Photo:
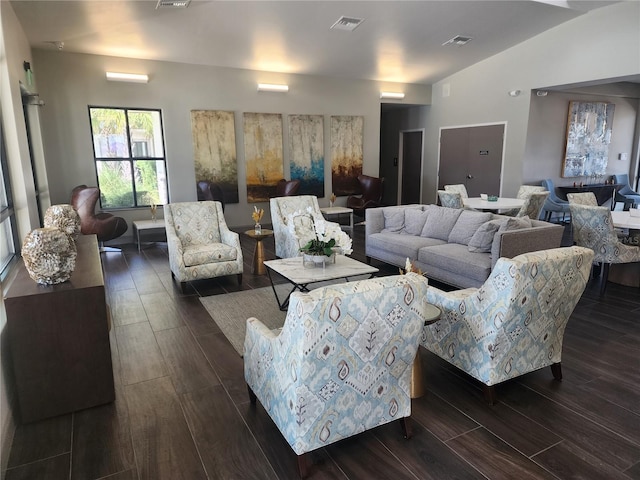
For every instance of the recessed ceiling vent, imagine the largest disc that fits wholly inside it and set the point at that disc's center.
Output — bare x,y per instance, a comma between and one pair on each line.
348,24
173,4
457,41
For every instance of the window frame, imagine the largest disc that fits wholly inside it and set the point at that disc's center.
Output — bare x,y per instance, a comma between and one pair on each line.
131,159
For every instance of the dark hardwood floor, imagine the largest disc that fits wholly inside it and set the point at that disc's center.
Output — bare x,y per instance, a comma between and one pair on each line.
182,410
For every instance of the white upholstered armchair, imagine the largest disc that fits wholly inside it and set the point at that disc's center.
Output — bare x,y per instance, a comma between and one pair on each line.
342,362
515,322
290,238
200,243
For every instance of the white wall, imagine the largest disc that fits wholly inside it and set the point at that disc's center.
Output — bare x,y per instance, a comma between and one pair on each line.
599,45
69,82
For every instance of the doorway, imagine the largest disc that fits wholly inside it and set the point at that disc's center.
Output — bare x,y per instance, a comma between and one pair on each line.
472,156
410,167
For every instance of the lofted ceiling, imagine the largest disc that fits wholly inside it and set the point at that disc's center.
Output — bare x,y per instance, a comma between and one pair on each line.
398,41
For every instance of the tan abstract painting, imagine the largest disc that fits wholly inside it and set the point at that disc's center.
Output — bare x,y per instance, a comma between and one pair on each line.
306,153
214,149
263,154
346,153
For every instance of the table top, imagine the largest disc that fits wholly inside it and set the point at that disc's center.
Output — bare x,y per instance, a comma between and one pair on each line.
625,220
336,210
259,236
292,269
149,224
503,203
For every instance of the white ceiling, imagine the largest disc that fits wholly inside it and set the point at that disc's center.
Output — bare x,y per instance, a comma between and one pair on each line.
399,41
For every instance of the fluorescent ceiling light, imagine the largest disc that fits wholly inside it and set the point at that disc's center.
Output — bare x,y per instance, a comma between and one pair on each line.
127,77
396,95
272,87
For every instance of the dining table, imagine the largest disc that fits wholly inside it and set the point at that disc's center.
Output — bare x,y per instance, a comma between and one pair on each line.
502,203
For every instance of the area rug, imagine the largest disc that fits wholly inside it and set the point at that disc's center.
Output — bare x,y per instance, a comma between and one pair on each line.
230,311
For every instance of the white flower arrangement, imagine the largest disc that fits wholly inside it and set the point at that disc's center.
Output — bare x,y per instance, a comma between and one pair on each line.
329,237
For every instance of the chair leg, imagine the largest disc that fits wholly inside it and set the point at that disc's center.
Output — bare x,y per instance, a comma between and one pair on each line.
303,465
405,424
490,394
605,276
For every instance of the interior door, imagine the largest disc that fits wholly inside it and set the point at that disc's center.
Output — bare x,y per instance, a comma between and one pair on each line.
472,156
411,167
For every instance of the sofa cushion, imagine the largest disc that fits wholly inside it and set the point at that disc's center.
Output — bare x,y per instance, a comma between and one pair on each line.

+++++

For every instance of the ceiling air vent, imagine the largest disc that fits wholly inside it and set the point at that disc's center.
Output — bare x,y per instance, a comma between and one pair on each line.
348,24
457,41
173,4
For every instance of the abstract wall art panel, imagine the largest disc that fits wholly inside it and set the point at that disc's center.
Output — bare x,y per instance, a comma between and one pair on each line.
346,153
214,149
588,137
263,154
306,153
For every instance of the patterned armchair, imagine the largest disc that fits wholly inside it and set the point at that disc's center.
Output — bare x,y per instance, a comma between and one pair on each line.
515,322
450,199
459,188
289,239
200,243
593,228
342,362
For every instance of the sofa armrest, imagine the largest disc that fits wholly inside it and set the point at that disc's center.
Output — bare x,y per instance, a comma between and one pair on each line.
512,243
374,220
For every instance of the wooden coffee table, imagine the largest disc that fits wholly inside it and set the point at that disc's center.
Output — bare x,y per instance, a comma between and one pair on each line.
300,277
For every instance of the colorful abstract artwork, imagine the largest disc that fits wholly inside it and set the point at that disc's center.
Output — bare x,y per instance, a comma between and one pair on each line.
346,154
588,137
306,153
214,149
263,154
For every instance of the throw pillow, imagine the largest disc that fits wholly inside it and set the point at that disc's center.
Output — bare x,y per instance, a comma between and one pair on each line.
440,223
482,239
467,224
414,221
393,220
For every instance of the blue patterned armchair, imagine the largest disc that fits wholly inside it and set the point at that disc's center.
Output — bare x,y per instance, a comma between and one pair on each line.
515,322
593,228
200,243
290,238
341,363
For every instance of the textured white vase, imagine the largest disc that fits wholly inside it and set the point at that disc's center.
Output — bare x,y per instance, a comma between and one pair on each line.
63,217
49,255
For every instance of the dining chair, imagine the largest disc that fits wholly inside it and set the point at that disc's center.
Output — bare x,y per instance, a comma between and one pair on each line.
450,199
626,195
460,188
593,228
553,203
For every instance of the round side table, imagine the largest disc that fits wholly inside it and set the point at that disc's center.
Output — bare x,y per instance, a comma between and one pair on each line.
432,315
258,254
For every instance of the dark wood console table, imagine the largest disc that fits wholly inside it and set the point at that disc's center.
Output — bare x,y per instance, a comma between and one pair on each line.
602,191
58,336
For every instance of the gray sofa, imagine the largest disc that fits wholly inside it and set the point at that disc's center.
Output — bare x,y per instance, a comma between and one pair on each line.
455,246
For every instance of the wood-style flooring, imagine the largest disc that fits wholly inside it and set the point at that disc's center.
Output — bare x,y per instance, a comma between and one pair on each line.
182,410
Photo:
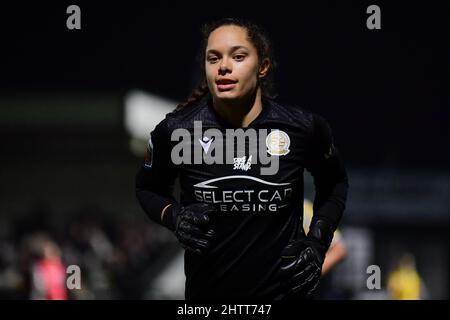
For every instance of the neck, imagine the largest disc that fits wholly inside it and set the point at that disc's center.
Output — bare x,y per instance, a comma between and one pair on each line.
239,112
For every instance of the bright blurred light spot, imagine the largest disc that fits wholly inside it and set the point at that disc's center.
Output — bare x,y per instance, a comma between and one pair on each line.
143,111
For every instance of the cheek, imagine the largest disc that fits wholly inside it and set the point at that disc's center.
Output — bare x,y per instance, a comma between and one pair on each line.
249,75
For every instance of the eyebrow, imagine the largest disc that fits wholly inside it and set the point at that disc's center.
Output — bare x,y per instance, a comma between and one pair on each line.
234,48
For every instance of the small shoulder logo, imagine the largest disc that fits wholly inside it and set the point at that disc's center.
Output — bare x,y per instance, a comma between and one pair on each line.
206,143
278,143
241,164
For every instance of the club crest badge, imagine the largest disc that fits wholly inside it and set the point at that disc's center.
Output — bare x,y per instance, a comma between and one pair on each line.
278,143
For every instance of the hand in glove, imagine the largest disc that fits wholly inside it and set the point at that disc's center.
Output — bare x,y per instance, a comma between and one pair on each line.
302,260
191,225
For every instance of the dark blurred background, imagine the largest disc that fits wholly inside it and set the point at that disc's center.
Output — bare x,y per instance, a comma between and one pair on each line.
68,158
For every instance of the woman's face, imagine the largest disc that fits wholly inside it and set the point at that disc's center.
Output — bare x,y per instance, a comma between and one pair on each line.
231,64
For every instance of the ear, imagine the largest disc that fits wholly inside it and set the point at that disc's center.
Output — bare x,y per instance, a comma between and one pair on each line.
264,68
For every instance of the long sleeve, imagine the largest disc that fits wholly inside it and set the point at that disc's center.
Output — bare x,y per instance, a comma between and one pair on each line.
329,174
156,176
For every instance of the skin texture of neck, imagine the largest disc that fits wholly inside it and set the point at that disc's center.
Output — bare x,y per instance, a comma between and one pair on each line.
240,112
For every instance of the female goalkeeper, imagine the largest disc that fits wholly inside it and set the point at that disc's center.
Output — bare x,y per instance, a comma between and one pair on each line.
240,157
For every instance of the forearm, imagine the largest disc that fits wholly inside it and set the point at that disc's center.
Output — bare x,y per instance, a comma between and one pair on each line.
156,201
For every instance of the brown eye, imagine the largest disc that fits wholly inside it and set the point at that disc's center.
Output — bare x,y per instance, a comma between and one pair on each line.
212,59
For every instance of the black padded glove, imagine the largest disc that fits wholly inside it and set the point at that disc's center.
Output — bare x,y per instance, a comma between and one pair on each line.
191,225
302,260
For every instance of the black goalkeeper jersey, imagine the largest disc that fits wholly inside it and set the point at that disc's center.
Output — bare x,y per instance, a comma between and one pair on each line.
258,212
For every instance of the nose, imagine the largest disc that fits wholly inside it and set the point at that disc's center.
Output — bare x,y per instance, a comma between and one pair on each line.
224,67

+++++

_What the exercise asks_
Tally the lines above that contain the word "wall" and reply with only the number.

_The answer_
2